Without the pictures, repeat the listing character for character.
## start Information shown
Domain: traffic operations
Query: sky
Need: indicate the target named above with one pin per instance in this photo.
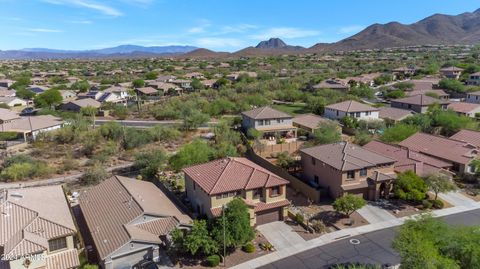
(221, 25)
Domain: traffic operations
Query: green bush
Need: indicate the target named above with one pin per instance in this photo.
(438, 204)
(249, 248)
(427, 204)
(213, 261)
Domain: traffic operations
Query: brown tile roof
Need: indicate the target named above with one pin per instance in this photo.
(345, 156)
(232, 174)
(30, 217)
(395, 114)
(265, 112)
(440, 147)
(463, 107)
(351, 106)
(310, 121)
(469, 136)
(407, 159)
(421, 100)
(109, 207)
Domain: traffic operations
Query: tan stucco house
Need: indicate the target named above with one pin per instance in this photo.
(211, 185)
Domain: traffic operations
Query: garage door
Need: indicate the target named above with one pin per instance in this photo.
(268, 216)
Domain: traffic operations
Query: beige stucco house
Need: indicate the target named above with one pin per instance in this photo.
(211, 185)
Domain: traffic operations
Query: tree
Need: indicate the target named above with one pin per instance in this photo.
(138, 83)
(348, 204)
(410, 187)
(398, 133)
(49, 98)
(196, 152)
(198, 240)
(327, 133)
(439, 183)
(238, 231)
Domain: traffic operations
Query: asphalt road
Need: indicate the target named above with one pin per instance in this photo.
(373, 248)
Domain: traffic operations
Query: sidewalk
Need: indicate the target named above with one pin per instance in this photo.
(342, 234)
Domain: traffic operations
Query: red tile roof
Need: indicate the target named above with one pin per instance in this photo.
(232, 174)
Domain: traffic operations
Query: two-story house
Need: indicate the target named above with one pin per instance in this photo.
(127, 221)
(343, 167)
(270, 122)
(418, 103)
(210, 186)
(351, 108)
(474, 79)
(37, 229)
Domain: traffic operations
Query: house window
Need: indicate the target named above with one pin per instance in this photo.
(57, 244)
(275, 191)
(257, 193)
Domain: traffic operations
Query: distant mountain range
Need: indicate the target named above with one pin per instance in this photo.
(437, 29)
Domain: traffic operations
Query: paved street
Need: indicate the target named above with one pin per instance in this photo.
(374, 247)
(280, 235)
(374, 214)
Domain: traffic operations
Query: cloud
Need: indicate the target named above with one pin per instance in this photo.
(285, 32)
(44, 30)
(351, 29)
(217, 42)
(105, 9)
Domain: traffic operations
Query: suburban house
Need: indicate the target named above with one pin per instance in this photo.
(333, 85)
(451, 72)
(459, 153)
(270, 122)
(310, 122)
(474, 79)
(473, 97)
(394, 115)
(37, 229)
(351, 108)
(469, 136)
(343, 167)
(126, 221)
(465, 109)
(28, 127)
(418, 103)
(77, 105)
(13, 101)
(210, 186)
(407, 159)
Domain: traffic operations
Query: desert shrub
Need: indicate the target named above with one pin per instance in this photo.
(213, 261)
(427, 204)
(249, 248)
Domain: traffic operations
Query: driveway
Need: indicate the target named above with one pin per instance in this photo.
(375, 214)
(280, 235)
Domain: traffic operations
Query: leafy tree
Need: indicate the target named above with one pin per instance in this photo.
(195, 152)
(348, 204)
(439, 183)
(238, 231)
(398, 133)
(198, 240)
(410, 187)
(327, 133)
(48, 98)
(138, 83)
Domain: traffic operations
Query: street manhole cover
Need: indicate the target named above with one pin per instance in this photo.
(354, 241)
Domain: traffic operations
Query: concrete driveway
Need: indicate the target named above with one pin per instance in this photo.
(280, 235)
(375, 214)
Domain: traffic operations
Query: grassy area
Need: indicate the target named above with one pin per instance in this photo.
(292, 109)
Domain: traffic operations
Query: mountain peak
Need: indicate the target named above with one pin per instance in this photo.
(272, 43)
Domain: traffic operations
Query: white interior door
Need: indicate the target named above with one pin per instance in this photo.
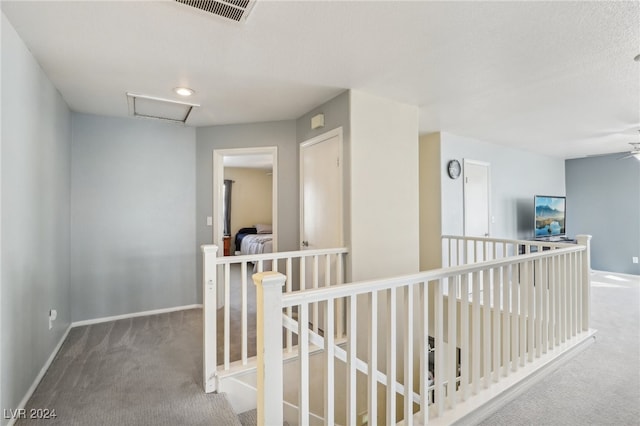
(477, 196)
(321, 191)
## end Information shown
Worked solution:
Domain: traffic operations
Query: sky
Need: indicate the target named above with one pin per instance in this photo.
(221, 25)
Domain: traffic operations
Query: green bush
Need: indicate the target named above with one pin per instance in this photo.
(438, 204)
(249, 248)
(427, 204)
(213, 261)
Domain: traffic operations
Query: brown tile roof
Need: indicate the target named above with one pin per instance in this photo.
(345, 156)
(232, 174)
(30, 217)
(395, 114)
(265, 112)
(440, 147)
(463, 107)
(351, 106)
(310, 121)
(469, 136)
(407, 159)
(421, 100)
(109, 207)
Domain: traffic operations
Query: tan stucco house
Need: indicate the target named above with one pin per instance in this photo.
(211, 185)
Domain: traffic operations
Query: garage door
Need: indicate the target named above with one pin per instance in this photo.
(268, 216)
Domain: traffic operations
Query: beige stucco house
Need: indicate the target named above with one pin per instance in this photo.
(211, 185)
Domain: traffic operations
Query: tree
Need: indicate the target named above with one pin per instance in this photo.
(138, 83)
(348, 204)
(410, 187)
(398, 133)
(49, 98)
(196, 152)
(198, 240)
(327, 133)
(439, 183)
(238, 231)
Domain: traffic operations
Query: asphalt road
Need: indicate the target named above with one pin per instance in this photo.
(373, 248)
Domain: traffic operations
Query: sidewalk
Need: indicate the target named above with one pin per instance in this photo.
(342, 234)
Domain: traffic operations
Query: red tile roof
Need: indicate the target named above with one pin per instance in this photo.
(232, 174)
Domain: traffic operations
Query: two-story house
Need: indicate the target named above with one pin per instance in this photo.
(127, 221)
(343, 167)
(270, 122)
(418, 103)
(210, 186)
(351, 108)
(474, 79)
(37, 229)
Domain: traffic operations
Query: house window
Need: indicate the target named above with one pin per instance in this photo.
(57, 244)
(275, 191)
(257, 193)
Domain: traffic operations
Query: distant mountain range
Need: indicate the target named above with one pin per instance in this photo.
(437, 29)
Domain: traffic operations
Query: paved street
Need: indicate the target named above with one pin per instance in this photo.
(374, 247)
(280, 235)
(374, 214)
Domain: traffic operations
Query: cloud
Need: indicate the target named above with one pin per instance in this photo.
(285, 32)
(44, 30)
(351, 29)
(217, 42)
(105, 9)
Domain: traffic operations
Query: suburban house
Need: indicate the target named above with one pin per instance in this photo.
(333, 85)
(451, 72)
(459, 153)
(270, 122)
(310, 122)
(474, 79)
(473, 97)
(394, 115)
(37, 229)
(351, 108)
(469, 136)
(343, 167)
(126, 221)
(465, 109)
(28, 127)
(418, 103)
(77, 105)
(13, 101)
(210, 186)
(407, 159)
Domain: traffic operations
Query: desert shrub
Need: indicate the target named above with one pin per instance in this photo.
(213, 261)
(427, 204)
(249, 248)
Domain: traffic operations
Query: driveway
Need: indicate the target named above with one pin per instance in this photo.
(375, 214)
(280, 235)
Domain: traffic operations
Query: leafy tree
Need: indicate the target named above with one pin per instance in this photo.
(195, 152)
(348, 204)
(439, 183)
(238, 231)
(398, 133)
(198, 240)
(410, 187)
(327, 133)
(48, 98)
(138, 83)
Domain: traffic operations
Query: street manhole cover
Need: indicate the target named above with one pin per instance in this photo.
(354, 241)
Domain: traffic operations
Query: concrete driveway
Need: indicate the target named above with one pin per instance in this photo.
(280, 235)
(375, 214)
Domain: traffic operations
Query: grassy area
Need: indicate the target named above with one pin per instance in this photo.
(292, 109)
Domain: traffic operations
Query: mountain peak
Need: indicate the target named above with one pin per instance in this photo.
(272, 43)
Domain: traffic operations
Query: white interior door
Need: indicate the target named above with one pin per instance in this photo.
(477, 196)
(321, 191)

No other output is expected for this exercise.